Directive.
Word for word, restate every line of the material.

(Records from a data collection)
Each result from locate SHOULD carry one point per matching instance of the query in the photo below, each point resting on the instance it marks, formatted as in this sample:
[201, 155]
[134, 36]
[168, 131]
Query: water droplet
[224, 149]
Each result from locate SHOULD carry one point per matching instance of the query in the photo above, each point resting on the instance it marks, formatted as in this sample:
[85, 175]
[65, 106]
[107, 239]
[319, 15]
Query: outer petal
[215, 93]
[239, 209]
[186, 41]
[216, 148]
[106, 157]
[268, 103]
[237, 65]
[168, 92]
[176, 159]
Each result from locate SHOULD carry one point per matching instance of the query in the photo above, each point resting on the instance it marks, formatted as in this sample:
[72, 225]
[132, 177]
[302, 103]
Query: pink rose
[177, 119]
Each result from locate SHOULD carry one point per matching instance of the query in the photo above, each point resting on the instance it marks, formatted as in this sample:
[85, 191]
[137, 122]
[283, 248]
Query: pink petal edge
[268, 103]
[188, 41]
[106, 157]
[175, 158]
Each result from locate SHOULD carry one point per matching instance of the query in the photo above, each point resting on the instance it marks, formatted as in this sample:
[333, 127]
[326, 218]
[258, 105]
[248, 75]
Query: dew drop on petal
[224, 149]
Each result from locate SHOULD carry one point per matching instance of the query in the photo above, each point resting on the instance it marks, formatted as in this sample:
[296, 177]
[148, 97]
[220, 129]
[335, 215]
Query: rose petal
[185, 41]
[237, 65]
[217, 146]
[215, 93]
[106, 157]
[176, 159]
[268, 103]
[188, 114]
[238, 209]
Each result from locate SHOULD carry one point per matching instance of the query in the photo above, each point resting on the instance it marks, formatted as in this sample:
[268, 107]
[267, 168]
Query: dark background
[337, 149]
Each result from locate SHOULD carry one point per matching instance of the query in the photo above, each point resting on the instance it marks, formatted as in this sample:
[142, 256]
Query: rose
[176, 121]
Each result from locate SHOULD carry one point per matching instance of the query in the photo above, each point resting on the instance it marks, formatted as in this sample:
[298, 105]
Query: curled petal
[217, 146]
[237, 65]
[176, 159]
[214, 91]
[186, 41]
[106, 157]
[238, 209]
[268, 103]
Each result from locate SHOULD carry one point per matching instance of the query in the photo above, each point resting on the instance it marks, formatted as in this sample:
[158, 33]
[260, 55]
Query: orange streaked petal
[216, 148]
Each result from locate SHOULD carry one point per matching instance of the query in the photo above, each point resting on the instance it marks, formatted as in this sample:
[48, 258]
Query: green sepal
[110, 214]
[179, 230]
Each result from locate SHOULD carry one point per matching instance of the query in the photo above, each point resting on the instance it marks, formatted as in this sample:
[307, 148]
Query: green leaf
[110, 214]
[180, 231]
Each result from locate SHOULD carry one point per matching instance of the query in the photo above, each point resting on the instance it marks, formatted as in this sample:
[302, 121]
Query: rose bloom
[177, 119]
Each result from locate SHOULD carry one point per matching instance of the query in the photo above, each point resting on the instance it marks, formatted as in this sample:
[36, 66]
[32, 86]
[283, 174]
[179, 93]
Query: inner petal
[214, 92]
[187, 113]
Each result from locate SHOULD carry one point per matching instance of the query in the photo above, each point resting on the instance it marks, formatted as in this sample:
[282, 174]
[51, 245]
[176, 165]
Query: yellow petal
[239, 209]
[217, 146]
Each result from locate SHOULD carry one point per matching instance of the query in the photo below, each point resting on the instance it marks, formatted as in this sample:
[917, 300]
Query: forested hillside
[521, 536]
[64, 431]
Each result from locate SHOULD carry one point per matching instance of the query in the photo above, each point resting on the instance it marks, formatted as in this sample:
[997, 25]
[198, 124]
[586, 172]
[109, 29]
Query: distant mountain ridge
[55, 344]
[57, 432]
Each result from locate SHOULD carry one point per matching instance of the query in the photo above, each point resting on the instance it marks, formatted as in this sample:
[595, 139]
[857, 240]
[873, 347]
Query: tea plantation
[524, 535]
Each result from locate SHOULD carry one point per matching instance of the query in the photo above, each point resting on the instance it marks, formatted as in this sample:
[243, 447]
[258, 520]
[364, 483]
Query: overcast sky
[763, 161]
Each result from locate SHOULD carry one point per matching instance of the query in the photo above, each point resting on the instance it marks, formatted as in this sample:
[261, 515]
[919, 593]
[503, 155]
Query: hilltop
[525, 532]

Expected answer.
Each result from locate SHOULD carry one point per matching instance of the query in the photo below, each point resting on the instance it marks, formatted as in this sample:
[201, 155]
[134, 36]
[168, 131]
Query: water droplet
[224, 149]
Each result from locate SHOULD carry one point per matching instance of the query in the photo above, each point resting on the instance it marks, formatted as in this sample:
[85, 175]
[65, 106]
[107, 239]
[319, 15]
Query: outer petal
[215, 93]
[239, 209]
[186, 41]
[216, 148]
[106, 157]
[268, 103]
[237, 65]
[168, 92]
[176, 159]
Each result from locate SHOULD carry one point per matching instance of the query in the photo above, each point resting on the instance it marks, formatted as in this sample:
[72, 225]
[132, 177]
[302, 103]
Query: pink rose
[177, 119]
Each result from locate SHOULD carry one point per matching instance of the query in the photo above, each point resting on the instance it marks, formatted as in this sample:
[85, 191]
[137, 122]
[283, 248]
Query: pink petal edge
[268, 103]
[188, 41]
[106, 157]
[175, 158]
Each result from locate SHOULD carry one point per matching instance of the query in the photo above, each point resting on the instance it marks, formatted as in this sample:
[333, 127]
[326, 218]
[258, 105]
[248, 75]
Query: dew drop on petal
[224, 149]
Each result from locate SHOULD carry one point per matching instance of the query in the photo above, each point resting on the instance it marks, formatted as in this sample:
[296, 177]
[148, 97]
[220, 129]
[335, 215]
Query: rose petal
[185, 41]
[237, 65]
[217, 146]
[215, 93]
[106, 157]
[176, 159]
[268, 103]
[188, 114]
[238, 209]
Each result from locate SHOULD carry one point per matching instance of the query in the photo above, each point resting on the instance it marks, formatted as in this sample:
[268, 107]
[267, 168]
Query: dark background
[337, 149]
Each result from locate SHOULD carry one point per matching instance of the query in the photo above, each point resting on the instance it marks, formatted as in this sample:
[142, 256]
Query: rose
[176, 121]
Each result from locate SHOULD carry one point per matching instance of the query in the photo above, each point resting on the instance it marks, formatted as in this sample:
[298, 105]
Query: curled petal
[217, 146]
[237, 65]
[176, 159]
[214, 91]
[186, 41]
[106, 157]
[238, 209]
[268, 103]
Each result from locate SHOULD carry one point per matching instance of the query in the photo above, each point resting on the instance it marks, formatted as in this sample:
[158, 33]
[260, 55]
Query: orange streaked petal
[216, 148]
Each result from locate SHOULD carry one point per matching instance of the query in the photo above, each point resting on the instance it marks, formatted as in this sample:
[48, 258]
Query: green sepal
[110, 214]
[179, 230]
Each result from locate SHOULD carry one point per matching instance of the query in the photo above, each point resting on the instance it marks, formatted as in this sample:
[307, 148]
Query: green leaf
[110, 214]
[180, 231]
Each result from locate SHOULD carry one point per matching instance of the query in the photo above, each point resting on the instance it marks, formatted as in this sample:
[302, 121]
Query: rose bloom
[177, 119]
Each result from locate SHOULD carry one point per matching instance of the query in the photo above, each point resting on the instance it marks, formatted as in this sample:
[36, 66]
[32, 86]
[283, 174]
[179, 93]
Query: inner petal
[214, 92]
[187, 113]
Each result from locate SHOULD carry one point per matching instance of the query in the photo above, each point resting on the instance it marks, formatted as in this sample:
[282, 174]
[51, 245]
[176, 165]
Query: yellow petal
[239, 209]
[217, 146]
Each result from locate SHOULD carry one point per matching instance of the query in the photo below, each point resting on the instance it marks, formatted as in this sample:
[917, 300]
Query: forested hillside
[521, 536]
[64, 431]
Each result from locate SHOULD carry one point per matching instance of the query in the photo above, each point resting on the instance it marks, formatted as in this sample:
[997, 25]
[198, 124]
[586, 172]
[109, 29]
Query: distant mountain ridge
[55, 344]
[57, 432]
Each result from locate SHOULD carry one point per matching instance of the query in the photo above, each point resting on the instance it marks, formatted as in this sample:
[595, 139]
[857, 240]
[873, 347]
Query: tea plantation
[524, 535]
Each result from locate SHOULD carry one point per matching instance of the query in the photo above, each point resting on the instance it marks, formatted as in this sample:
[243, 447]
[258, 520]
[364, 483]
Query: overcast sky
[763, 161]
Each result from locate SHOULD carry one point per matching instance of the query in the photo above, each point resting on the instance it marks, formatted as in this sample:
[261, 515]
[919, 593]
[503, 155]
Query: hilltop
[525, 532]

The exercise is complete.